**TUGAS SINGKAT**
Jawab pertanyaan berikut berdasarkan teks tentang sahabat lama.
1. Dari mana asal Drs. Samiun Hamid?
2. Apa yang dia jual sambil naik turun bis jurusan Solo-Semarang?
3. Di mana penulis membantunya masuk?

**TEKS KUTIPAN**
□ □ □ □ □ □ □

Senin, 09 Maret 2009

Sahabat Lama

Drs. Samiun Hamid
Dia adalah Drs. Samiun Hamid, asli dari Kedang Kepulauan Solor NTT. Masa kuliahnya di IAIN Salatiga dihabiskan untuk merubah pola pikir yang jauh maju ke depan, dengan menjual kacang telor, naik turun bis jurusan Solo-Semarang. Itu terjadi di saat semester 2., saat orang tuanya tak mampu lagi mengirim wesel ke Salatiga. Akhirnya surat dilayangkan ke Solor, "Bapak tidak usah berfikir lagi bagaimana saya belajar di Jawa. Saya sudah besar dan harus mampu mandiri. Saudara-saudara masih perlu banyak bantuan. Doakan saja Bapa, agar saya cepat selesai kuliah".
Pertemuan dengan sahabat ini ketika ada guru baru di SMAN 2 Kupang dengan wajah seperti itu tapi pake boso kromo. Apalagi ketika saya bilang saya dari UNS, dia semakin akrab. Yang peling terkesan saat pertemuan pertama adalah ketika saya harus berkunjung ke rumah tinggalnya di dekat sekolah. Sebuah rumah besar milik saudara, namun sementara tinggal di bagian belakang, dekat dapur. Lelaki legam dengan anak yang masih kecil ini memang terbiasa menerima hidup apa adanya. Itulah, yang menyebabkan saya harus berfikir.
"Sementara, Mas. Tapi sudah tiga tahun", katanya.
Rasanya tidak ada beban apa-apa.Selama 3 tahun seprti itu, dan selama itu sambil menunggu SK CPNS, bekerja menjadi konjak (kernet) bis, jurusan Oekabiti Kupang. Agak berbeda memang pola pikir lelaki yang agak hitam ini. Lulus sarjana, membawa pulang anak dan istri asli Salatiga, tapi masih mau kerja sebagai kernet. Jarang tuh, orang kampungnya mau kayak gitu.
Awal persahabatan ini akhirnya berlanjut, hingga akhirnya saya bantu untuk masuk di Mess SGO di Oeba Kupang. Kebetulan saya sebagai koordinator Mess SGO. Itulah sekilas awal ketemu, kita saling menghormati perbedaan, bahkan kami berdua sering melakukan kegiatan yang membantu orang lain. Sementara yang lain masih belum bergerak kita dahulu. Banyak perubahan yang kami alami. Kekerasan tak selamanya bisa diatasi dengan kekerasan. Pengorbanan untuk menjadi manusia yang berubah perlu tekad kuat dan keikhlasan.
Yang justru dia ingat saya adalah ketika harus berhadapan dengan masyarakat Kupang, Ee... justru saya yang suruh menghadapi. Persahabatan tidak hanya itu saja, ketika saya sudah di Blitar, dan keluarga Samiun berlibur di Salatiga, datang juga ke rumah mertua saya yang berakhir dengan avonturir bersepeda motor Kacangan (Boyolali)-Purwodadi-Demak-Semarang-Salatiga-Boyolali.

□ □ □ □ □ □ □

**CUPLIKAN DATA**
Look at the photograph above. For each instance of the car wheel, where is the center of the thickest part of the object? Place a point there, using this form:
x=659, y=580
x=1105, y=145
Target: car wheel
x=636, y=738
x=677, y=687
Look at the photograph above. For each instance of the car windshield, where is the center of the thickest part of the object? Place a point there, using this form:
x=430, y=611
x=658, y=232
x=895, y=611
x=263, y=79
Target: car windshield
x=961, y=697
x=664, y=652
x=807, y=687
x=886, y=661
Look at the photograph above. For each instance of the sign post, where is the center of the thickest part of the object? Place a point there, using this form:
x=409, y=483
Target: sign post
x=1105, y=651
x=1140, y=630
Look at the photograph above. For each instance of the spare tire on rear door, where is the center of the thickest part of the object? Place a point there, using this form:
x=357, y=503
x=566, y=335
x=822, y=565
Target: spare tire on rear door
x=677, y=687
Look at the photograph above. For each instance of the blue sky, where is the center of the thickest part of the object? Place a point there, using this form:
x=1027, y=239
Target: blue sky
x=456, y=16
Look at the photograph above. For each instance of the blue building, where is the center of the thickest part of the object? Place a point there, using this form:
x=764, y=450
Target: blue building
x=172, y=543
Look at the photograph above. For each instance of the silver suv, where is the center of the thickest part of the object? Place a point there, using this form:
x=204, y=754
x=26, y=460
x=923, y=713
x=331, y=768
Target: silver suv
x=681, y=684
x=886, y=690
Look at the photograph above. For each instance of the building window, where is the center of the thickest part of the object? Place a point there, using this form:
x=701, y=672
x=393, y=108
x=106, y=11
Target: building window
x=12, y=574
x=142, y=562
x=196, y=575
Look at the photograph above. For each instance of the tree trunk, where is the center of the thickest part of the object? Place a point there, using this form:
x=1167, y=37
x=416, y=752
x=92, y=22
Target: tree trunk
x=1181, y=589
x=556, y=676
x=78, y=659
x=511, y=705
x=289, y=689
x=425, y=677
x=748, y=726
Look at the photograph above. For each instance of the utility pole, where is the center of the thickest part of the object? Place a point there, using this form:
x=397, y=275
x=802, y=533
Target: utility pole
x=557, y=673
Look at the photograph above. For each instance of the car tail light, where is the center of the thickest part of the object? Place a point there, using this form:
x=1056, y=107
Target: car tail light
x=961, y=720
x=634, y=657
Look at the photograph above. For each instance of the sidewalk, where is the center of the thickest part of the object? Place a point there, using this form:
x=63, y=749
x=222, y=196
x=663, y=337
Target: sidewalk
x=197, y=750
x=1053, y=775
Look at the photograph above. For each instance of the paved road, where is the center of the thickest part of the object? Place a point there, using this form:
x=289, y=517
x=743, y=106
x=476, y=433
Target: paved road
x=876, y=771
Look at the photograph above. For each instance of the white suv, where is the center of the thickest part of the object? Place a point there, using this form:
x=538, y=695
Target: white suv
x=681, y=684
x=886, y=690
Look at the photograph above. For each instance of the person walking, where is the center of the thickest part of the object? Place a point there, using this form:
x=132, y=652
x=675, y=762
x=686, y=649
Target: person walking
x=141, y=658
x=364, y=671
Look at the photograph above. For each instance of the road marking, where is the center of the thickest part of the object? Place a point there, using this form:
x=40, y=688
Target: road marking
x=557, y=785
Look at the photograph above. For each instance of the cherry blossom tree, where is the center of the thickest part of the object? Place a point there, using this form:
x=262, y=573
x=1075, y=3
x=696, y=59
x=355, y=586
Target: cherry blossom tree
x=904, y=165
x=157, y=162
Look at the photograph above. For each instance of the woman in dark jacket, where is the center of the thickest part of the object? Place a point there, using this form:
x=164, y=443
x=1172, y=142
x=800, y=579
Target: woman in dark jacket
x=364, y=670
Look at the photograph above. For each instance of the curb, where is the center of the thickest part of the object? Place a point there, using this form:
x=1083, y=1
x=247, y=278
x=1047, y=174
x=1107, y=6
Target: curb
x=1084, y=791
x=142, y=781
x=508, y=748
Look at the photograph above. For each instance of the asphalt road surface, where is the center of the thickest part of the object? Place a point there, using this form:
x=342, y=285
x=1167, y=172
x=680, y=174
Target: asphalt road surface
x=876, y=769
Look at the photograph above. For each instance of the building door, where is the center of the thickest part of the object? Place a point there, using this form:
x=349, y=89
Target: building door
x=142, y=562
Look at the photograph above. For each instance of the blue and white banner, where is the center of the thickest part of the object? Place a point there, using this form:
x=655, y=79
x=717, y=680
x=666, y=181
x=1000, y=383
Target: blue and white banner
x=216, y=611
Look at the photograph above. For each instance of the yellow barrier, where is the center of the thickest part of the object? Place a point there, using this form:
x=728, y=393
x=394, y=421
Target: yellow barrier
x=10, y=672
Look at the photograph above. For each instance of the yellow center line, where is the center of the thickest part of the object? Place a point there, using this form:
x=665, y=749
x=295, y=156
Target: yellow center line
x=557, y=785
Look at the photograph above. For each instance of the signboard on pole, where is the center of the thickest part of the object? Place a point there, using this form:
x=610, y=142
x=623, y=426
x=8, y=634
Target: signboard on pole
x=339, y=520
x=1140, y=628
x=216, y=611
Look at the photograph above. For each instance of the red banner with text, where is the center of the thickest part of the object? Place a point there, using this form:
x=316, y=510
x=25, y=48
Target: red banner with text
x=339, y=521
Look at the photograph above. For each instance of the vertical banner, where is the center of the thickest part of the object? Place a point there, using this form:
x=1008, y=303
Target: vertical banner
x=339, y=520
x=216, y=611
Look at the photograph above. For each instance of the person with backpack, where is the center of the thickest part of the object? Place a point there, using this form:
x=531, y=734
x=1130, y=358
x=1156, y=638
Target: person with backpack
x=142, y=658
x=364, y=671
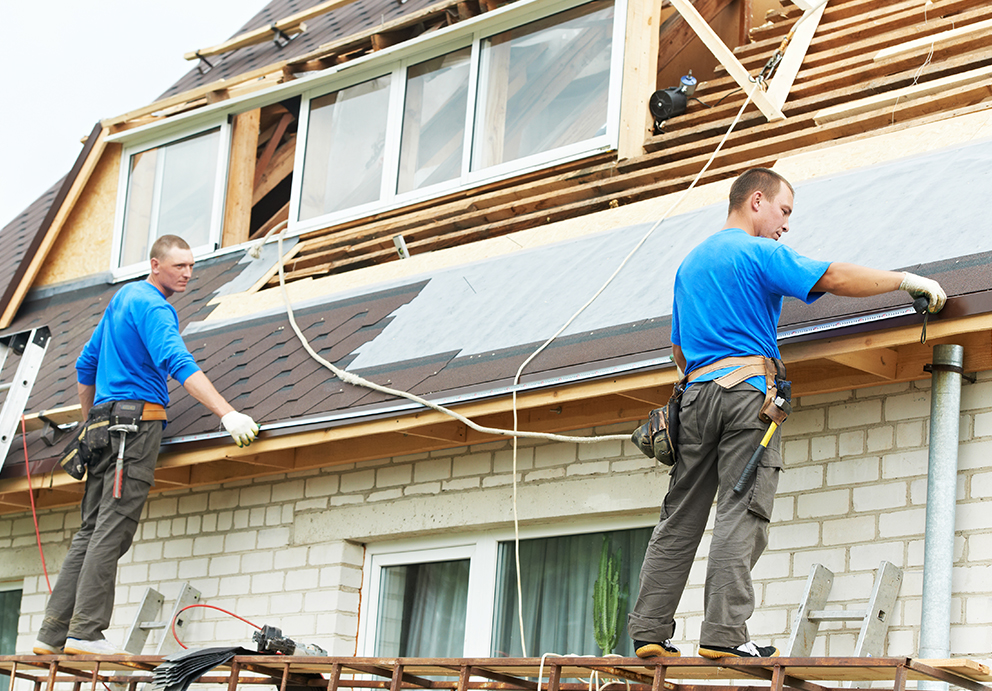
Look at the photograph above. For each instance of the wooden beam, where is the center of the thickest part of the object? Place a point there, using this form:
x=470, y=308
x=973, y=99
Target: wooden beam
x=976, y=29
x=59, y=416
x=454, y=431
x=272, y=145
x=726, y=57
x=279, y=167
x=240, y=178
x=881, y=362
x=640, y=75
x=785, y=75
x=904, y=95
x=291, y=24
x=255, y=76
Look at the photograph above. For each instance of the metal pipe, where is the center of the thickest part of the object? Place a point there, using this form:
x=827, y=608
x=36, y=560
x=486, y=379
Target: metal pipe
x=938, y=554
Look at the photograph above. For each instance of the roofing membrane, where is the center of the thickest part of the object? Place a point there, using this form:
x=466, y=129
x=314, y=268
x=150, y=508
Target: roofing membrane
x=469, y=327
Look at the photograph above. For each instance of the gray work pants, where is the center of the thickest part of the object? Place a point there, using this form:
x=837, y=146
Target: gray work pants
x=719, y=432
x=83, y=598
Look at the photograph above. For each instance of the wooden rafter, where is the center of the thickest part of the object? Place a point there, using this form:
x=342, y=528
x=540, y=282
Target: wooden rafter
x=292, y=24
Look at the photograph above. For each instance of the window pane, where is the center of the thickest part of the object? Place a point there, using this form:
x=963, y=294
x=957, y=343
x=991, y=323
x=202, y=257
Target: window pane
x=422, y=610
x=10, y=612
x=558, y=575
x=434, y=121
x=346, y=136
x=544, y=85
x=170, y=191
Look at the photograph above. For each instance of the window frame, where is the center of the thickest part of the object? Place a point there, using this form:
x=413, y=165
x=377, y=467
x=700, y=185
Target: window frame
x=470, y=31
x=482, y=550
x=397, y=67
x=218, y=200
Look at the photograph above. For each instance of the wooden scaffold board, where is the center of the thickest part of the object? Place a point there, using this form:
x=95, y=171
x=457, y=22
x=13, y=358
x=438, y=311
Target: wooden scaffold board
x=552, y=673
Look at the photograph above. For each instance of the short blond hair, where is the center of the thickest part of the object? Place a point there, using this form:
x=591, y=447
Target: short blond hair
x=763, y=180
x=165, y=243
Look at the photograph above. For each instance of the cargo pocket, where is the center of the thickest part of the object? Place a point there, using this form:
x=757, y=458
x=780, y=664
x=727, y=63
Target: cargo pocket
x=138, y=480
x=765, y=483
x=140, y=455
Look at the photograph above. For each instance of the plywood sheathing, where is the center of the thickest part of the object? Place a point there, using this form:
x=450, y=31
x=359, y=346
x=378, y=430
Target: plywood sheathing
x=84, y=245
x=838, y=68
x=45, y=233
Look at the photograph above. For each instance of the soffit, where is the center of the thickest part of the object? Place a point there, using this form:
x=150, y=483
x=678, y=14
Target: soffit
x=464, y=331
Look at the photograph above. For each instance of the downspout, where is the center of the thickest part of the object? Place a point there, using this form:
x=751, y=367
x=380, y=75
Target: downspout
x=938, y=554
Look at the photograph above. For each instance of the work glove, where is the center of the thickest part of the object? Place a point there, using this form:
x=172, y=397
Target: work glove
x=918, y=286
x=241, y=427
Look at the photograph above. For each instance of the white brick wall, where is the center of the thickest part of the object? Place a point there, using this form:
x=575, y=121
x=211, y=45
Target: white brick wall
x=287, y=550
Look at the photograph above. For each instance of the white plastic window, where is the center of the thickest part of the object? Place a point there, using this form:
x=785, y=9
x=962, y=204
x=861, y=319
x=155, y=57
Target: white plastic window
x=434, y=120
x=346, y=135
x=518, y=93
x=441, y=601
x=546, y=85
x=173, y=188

□ □ □ □ □ □ □

**JAWABAN**
1. Dari Kedang Kepulauan Solor NTT.
2. Kacang telor.
3. Di Mess SGO di Oeba Kupang.